## [COMPITO]
Scrivi il seguito dell'estratto sulla diagnosi di Alzheimer, ripartendo dopo la sua ultima frase.

Non sappiamo se sia stata fatta un’autopsia anche a livello dell’encefalo. In questo caso, l’analisi dell’ippocampo, lo scrigno della memoria che si fa più minuto nel corso della malattia, può dare risposte adeguate. È possibile che in casa avesse delle cartelle cliniche riguardanti il suo stato di salute? In ogni caso, secondo le autorità, la diagnosi è certa: «Alzheimer in fase avanzata». E siccome in questa storia l’Alzheimer è centrale, abbiamo chiesto aiuto al professor Marco Trabucchi, uno degli studiosi più illuminati nel mondo della cura delle persone con demenza. Ecco le sue riflessioni.

[Voci salvate]
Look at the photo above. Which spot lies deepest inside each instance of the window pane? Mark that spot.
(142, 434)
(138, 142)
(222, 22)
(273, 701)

## [RISPOSTA]
Betsy unica caregiver
«Apparentemente si è comportata come la tipica caregiver. Dopo la malattia del proprio caro gli altri componenti della famiglia si sono progressivamente allontanati, pur continuando a dichiarare verbalmente la loro vicinanza e il loro interesse (la solitudine del caregiver). Inoltre, Betsy non voleva aiuti da parte di amici o di personale a pagamento (come appare chiaro nella storia), potendo così esprimere l’unicità del suo legame con Gene, da non condividere con altri. Una domanda senza risposta: Betsy sapeva di essere ammalata e a rischio di morte? Se fortunatamente non lo era, non ha vissuto l’angoscia di alcuni caregiver che, quando si ammalano, sono disperati all’idea di privare il proprio caro della loro protezione».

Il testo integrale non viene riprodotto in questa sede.